GIVEN PASSAGE
——————————

The internets have also created a not-safe-for-kids version in which Tennant’s swearing from Call of Duty has been dubbed over moments from the show. It is so good it almost deserves a ranking of its own.

7. Professor Huyang, Star Wars: The Clone Wars, Episodes 507-508 (2012)

Nearing the end of its initial run, the animated Clone Wars series introduces a fascinating new character to the Star Wars canon—Professor Huyang, a thousand-year-old droid who contains within himself a record of every lightsaber ever made and who made it.

Like Star Wars’ version of Harry Potter’s wand maker, we watch Huyang mentor a (really adorable) group of Jedi younglings, including an Ithorian, a Rodian and a Wookie, as they try to imagine what their light sabers should look and feel like. (The Wookie makes a wooden light saber! It’s amazing! #Gungi4vr) And Tennant imbues the role with a knowing wisdom and occasional impishness very much in keeping with the wise ones of the Star Wars universe. (At one point he also defeats a raider with his head and arms cut off. This character is the best.)

Tennant’s Huyang makes such an interesting and story-rich addition to the Star Wars universe, it’s shocking to realize he’s only appeared in two episodes. If ever there were a Star Wars character ready for more screentime, it’s Professor Huyang.

6. Barty Crouch Jr., Harry Potter and the Goblet of Fire (2005)

Despite being the villain of Harry Potter and the Goblet of Fire, David Tennant appears in the film for less than four minutes. And it's a real sadness, because Tennant's performance is absolutely wild. Every scene he’s in features at least one moment when Tennant begins hissing and baring his teeth like a wild animal. Every. Scene. His clear desire to bite into someone is A LOT.

While it’s too bad that Harry Potter didn’t have a larger role for such a talented actor, Tennant certainly made a meal of what he was given.

5. Narrator, How to Train Your Dragon Audibook Series (2010-2016)

The thing that makes David Tennant’s performance so special as narrator on Cressida Crowell’s twelve How To Train Your Dragon books is his choice to read them like a bedtime story. In place of the wildly exclamatory performances he’s often known for, Tennant proceeds here with an almost-hushed quality, like he’s just as interested in what’s about to happen as we are.

His performance delivers emotionally on many levels, too. When he begins the author’s note of the first book, “There were dragons when I was a boy,” you can hear the quiet sadness beneath the surface of Tennant’s voice. It’s followed immediately by majesty and wonder: “There were great grim sky dragons that nested on the clifftops like gigantic scary birds.” In Tennant’s hands this story of a former world filled with dragons really does take flight.

4. Kilgrave, Jessica Jones (2015)

——————————

Items from a data source
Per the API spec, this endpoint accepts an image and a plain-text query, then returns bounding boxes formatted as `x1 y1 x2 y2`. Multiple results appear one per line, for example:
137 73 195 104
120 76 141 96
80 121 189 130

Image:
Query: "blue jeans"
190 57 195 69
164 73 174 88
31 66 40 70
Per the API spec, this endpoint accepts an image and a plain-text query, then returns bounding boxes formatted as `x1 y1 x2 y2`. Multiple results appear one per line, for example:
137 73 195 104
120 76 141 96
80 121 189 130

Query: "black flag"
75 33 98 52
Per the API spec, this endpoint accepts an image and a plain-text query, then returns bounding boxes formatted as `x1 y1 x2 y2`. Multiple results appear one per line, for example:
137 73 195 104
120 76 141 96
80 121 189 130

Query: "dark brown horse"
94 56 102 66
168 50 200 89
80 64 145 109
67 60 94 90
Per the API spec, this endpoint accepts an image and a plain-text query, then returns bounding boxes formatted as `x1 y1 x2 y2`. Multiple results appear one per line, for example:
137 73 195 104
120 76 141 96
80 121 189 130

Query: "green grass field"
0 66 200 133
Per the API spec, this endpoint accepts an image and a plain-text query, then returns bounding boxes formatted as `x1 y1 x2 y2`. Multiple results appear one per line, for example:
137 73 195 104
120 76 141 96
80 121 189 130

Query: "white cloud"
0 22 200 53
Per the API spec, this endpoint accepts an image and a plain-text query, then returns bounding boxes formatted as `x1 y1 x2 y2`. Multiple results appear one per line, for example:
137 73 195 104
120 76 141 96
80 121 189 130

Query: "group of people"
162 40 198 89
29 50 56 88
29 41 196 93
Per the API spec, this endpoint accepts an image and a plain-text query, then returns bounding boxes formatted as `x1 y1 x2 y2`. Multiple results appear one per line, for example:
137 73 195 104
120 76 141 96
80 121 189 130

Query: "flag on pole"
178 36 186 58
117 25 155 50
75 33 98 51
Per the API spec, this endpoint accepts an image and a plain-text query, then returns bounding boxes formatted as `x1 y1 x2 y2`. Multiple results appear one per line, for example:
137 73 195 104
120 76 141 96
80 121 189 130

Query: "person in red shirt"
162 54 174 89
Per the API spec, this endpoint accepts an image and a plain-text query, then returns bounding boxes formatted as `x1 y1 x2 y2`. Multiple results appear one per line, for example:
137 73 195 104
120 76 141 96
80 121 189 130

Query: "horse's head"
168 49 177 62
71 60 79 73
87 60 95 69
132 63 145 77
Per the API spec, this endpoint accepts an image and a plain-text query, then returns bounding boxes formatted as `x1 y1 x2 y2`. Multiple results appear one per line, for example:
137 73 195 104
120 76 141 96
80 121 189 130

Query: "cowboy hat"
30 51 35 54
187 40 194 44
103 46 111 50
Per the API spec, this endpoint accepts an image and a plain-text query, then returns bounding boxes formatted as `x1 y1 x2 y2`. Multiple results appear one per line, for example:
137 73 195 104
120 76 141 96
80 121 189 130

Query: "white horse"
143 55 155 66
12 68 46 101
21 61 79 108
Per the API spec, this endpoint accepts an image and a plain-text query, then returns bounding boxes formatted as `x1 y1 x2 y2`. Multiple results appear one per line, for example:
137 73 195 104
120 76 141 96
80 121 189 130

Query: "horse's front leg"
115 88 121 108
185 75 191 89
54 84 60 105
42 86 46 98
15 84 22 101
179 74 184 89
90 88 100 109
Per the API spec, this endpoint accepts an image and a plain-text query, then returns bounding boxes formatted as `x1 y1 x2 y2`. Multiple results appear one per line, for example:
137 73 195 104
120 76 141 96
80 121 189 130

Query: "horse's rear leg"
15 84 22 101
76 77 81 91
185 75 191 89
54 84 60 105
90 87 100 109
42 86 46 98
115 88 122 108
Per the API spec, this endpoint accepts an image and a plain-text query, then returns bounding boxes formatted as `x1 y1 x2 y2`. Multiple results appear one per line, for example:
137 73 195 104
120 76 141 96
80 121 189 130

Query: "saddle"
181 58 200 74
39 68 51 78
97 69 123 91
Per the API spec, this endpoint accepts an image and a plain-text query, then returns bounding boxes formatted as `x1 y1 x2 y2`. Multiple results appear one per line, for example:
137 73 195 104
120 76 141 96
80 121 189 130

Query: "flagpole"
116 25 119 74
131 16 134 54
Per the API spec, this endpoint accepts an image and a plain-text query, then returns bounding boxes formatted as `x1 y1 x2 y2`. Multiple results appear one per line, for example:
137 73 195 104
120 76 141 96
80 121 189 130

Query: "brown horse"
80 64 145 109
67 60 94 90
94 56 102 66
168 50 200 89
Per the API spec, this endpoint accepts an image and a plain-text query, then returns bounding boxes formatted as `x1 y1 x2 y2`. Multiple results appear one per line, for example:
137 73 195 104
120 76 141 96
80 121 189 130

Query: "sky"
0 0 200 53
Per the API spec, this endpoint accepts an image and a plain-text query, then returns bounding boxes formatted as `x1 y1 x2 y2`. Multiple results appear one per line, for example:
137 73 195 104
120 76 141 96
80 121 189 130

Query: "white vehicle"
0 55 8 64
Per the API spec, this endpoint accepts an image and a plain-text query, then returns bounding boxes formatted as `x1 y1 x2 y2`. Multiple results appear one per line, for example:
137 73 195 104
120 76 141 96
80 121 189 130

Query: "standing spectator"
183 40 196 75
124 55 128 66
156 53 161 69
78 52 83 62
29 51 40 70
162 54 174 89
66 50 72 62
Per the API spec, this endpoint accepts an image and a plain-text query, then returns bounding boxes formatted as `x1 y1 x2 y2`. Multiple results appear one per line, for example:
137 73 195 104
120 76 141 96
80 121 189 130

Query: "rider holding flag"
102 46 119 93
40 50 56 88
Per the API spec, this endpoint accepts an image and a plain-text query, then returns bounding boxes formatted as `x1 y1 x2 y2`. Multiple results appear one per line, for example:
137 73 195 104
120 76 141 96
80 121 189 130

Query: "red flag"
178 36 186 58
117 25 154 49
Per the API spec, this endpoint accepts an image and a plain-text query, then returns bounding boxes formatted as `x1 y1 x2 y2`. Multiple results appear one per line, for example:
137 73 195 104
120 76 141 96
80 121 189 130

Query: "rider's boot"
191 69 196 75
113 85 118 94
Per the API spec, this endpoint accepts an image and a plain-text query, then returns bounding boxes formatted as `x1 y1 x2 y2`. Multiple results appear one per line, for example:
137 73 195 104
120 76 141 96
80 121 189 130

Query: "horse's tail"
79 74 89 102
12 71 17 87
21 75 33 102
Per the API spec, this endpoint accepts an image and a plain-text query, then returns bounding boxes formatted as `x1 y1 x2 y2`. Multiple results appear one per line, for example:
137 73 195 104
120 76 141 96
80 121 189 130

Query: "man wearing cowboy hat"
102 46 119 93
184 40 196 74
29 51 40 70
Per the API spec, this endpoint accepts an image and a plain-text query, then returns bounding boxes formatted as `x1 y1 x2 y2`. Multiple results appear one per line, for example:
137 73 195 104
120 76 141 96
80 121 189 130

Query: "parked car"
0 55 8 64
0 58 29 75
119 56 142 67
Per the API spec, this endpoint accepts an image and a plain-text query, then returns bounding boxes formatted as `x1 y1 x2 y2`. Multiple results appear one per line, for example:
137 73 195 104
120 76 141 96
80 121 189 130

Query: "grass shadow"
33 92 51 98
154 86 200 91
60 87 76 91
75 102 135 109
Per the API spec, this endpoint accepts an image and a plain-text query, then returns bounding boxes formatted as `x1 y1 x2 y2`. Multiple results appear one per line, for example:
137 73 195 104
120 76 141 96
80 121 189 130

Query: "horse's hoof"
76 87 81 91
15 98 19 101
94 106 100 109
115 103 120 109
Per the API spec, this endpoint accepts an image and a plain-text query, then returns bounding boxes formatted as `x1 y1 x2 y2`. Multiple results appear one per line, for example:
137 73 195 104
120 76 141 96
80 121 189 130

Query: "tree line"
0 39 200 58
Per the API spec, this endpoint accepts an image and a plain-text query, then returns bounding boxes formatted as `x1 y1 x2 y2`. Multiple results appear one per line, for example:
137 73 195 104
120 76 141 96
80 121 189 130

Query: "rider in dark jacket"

——————————

THE PROBLEM
Transcribe the passage about David Tennant's roles word for word, starting at "While it’s too" and ending at "happen as we are.".

FULL SOLUTION
While it’s too bad that Harry Potter didn’t have a larger role for such a talented actor, Tennant certainly made a meal of what he was given.

5. Narrator, How to Train Your Dragon Audibook Series (2010-2016)

The thing that makes David Tennant’s performance so special as narrator on Cressida Crowell’s twelve How To Train Your Dragon books is his choice to read them like a bedtime story. In place of the wildly exclamatory performances he’s often known for, Tennant proceeds here with an almost-hushed quality, like he’s just as interested in what’s about to happen as we are.